● Objectives
1 - Set down the passage of the piece on the word aura starting at "Aura, (NOUN) –" and ending at "pricing etc etc).".
2 - Answer these questions from the piece on the word aura:
(a) In what kind of work was the writer once involved?
(b) What did Nilesh Dosa found?
(c) Whom does Nilesh Dosa blame for the young people not being prepared?

Aura, (NOUN) – ‘distinctive atmosphere or quality that seems to surround and be generated by a person, thing or place’.
This word has been haunting me. It’s come up multiple times recently in the context of individuals and businesses. It’s reminding me of the work I used to do in branding. Working out what people perceive and think and feel about you/your product or service, and then if that’s not the Aura you want to communicate, taking practical steps to change (via eg your customer care, visual identity, written tone of voice, services, pricing etc etc).
This is all around us.
The Ernst & Young youth mentor Nilesh Dosa (founder of ‘icanyoucantoo’, to create better workplace prospects for disadvantaged young people) is in the Evening Standard tonight complaining that many of these young people won’t make it past the first round of the recruitment process because of an Aura which involves limp hand shakes, poor CVs and inappropriate dress. He is blaming, by the way, schools for not preparing them properly.

Rows from a point labeling set
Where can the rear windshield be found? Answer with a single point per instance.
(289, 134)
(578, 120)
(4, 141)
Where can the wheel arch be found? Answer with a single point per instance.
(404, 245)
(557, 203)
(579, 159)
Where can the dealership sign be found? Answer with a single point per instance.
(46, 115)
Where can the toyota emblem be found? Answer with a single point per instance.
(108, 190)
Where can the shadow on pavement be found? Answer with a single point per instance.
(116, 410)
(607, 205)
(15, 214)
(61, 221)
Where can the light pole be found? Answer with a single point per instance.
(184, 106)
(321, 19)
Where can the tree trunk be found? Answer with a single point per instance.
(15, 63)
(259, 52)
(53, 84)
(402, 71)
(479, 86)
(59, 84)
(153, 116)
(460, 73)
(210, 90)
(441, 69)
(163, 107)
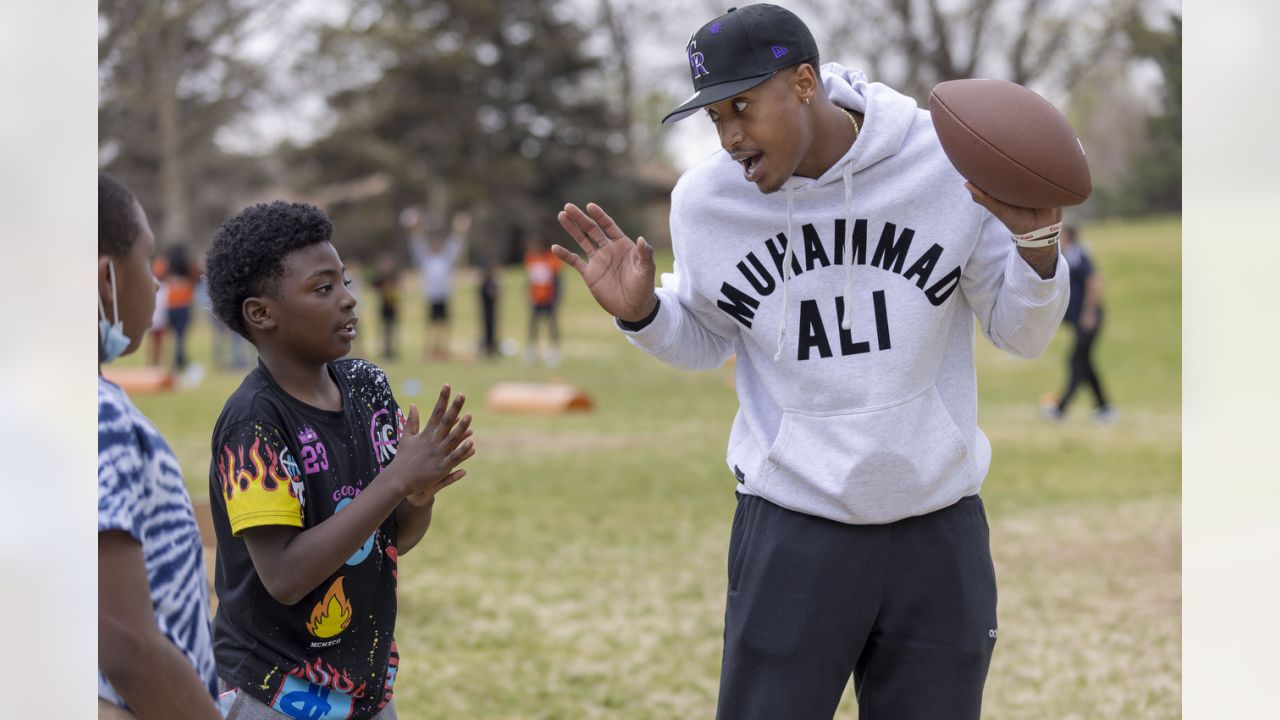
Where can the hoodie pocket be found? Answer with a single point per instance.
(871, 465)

● Completed exercise
1 -
Aura, (NOUN) – ‘distinctive atmosphere or quality that seems to surround and be generated by a person, thing or place’.
This word has been haunting me. It’s come up multiple times recently in the context of individuals and businesses. It’s reminding me of the work I used to do in branding. Working out what people perceive and think and feel about you/your product or service, and then if that’s not the Aura you want to communicate, taking practical steps to change (via eg your customer care, visual identity, written tone of voice, services, pricing etc etc).

2 -
(a) Branding.
(b) 'icanyoucantoo'.
(c) Schools.